* [What needs to be done]
Reproduce the entries in full. Exclude all images from the copy.

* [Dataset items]
..............................

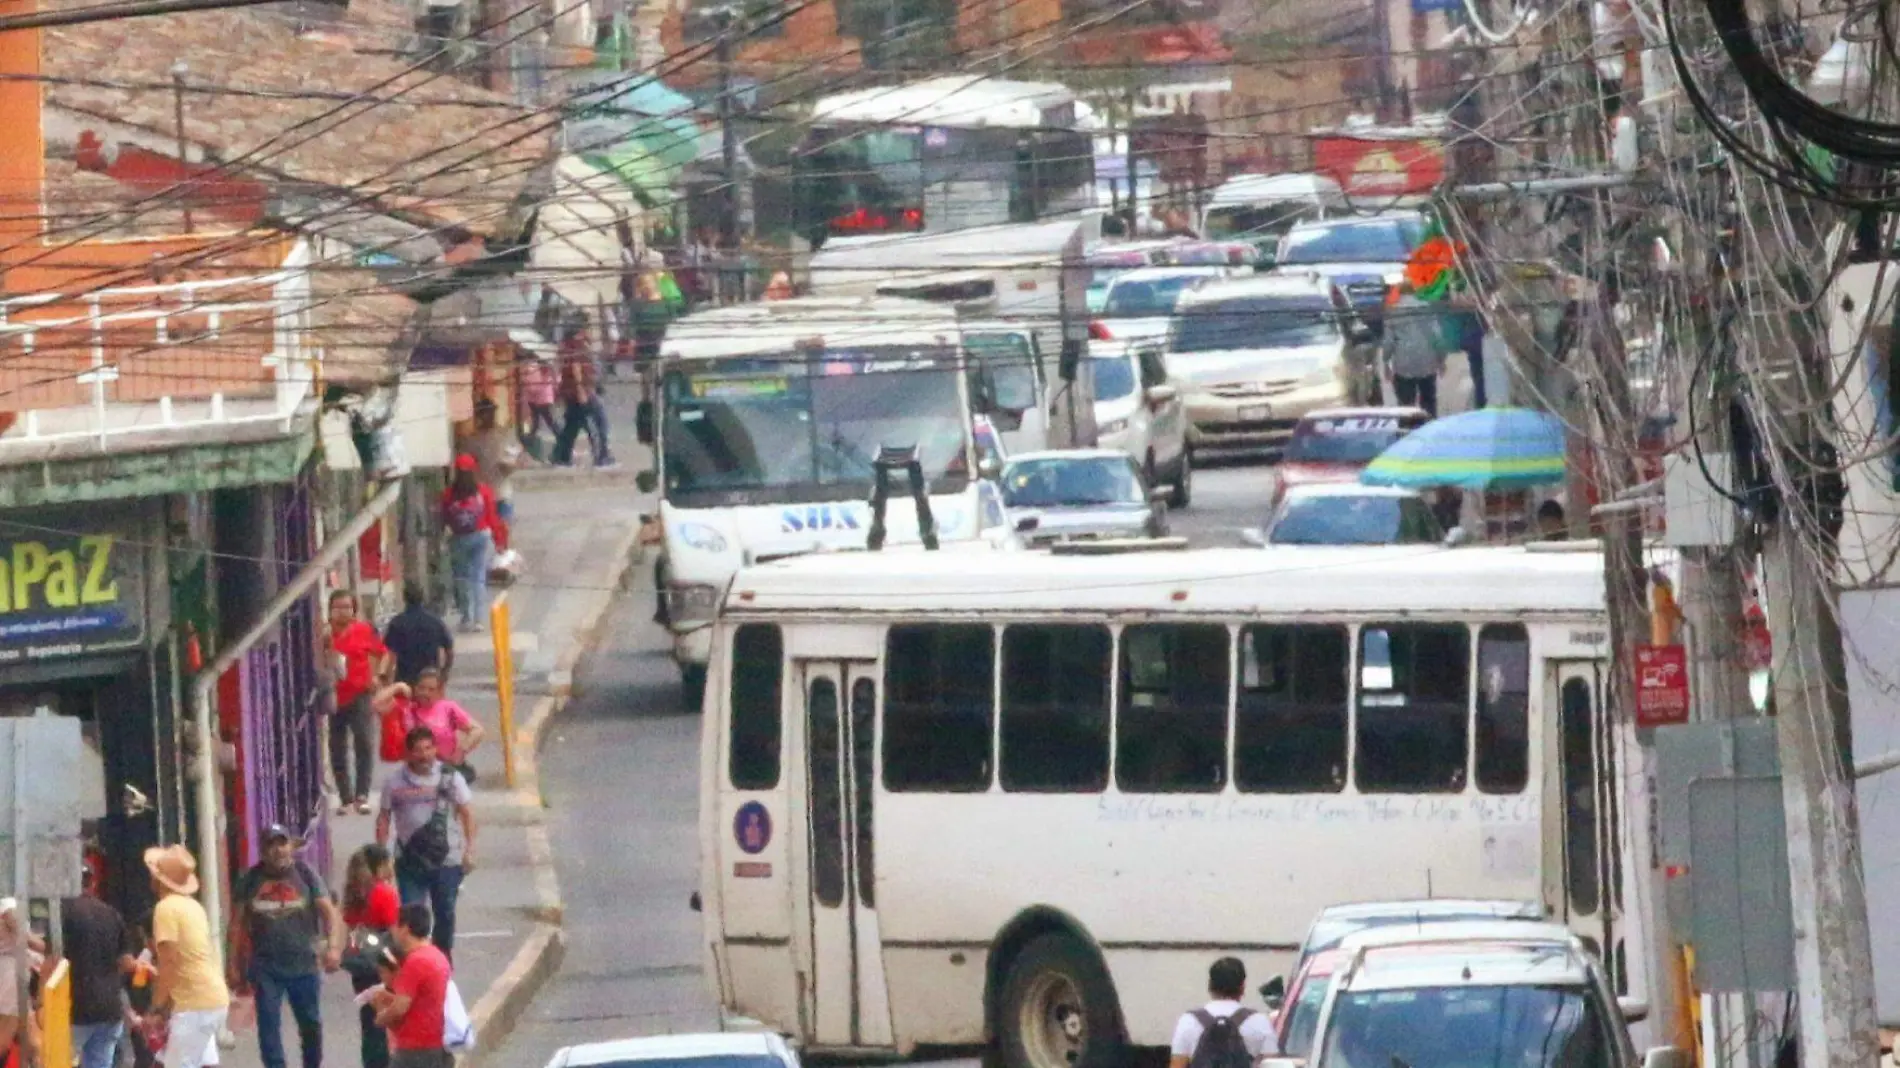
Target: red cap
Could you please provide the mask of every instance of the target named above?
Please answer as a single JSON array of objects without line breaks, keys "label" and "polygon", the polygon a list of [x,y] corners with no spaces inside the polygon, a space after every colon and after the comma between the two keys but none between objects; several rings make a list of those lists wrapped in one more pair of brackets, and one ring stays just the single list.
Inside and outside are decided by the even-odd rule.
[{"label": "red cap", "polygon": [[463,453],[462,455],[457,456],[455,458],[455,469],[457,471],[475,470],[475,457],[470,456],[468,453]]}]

..............................

* [Result of this exercise]
Target: red cap
Could you please provide the mask of every instance of the target named above?
Please answer as a single JSON array of objects without line breaks, keys "label" and "polygon", the polygon a list of [x,y] corners with no spaces inside the polygon, a space after every colon and after the comma between the two keys but none between objects; several rings make a list of those lists wrapped in one more pair of brackets, and one ring stays just the single list.
Inside and outside are decided by the even-odd rule.
[{"label": "red cap", "polygon": [[463,453],[462,455],[457,456],[455,458],[455,469],[457,471],[475,470],[475,457],[470,456],[468,453]]}]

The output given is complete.